* Your objective *
Copy out the lines of the records below, word for word, starting with the line that contains "Query: short blond hair" and continuing through the last line of the records.

Records:
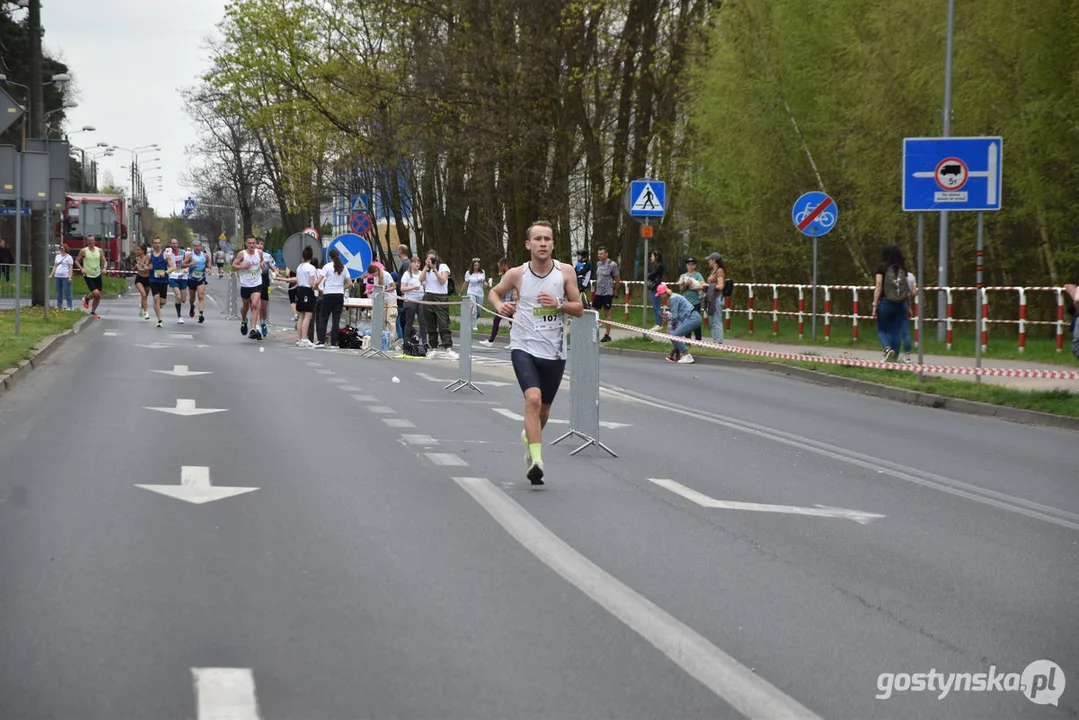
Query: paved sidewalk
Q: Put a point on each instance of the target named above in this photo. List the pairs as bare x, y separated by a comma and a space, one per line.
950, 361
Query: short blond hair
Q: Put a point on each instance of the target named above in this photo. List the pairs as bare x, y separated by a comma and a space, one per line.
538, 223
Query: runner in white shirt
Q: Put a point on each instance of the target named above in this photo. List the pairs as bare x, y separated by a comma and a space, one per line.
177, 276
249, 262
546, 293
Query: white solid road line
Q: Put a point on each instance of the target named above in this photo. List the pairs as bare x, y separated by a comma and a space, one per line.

* Reply to the exercise *
Query: short blond hair
Q: Put a point on each instance of the target named above in this photo. List the pairs as bare x, y separated by a comma and a space, one per line.
538, 223
Query: runner in white shirt
Q: Put a point on each instance of the target named above in this photo. List the pairs as bare x, y separated by a comma and a space, one per line.
177, 276
249, 262
546, 293
Query: white solid road line
Q: Put a point on each instance of the target named above in this photo. List the pairs as bare x, y separated by a comma and a space, one per line.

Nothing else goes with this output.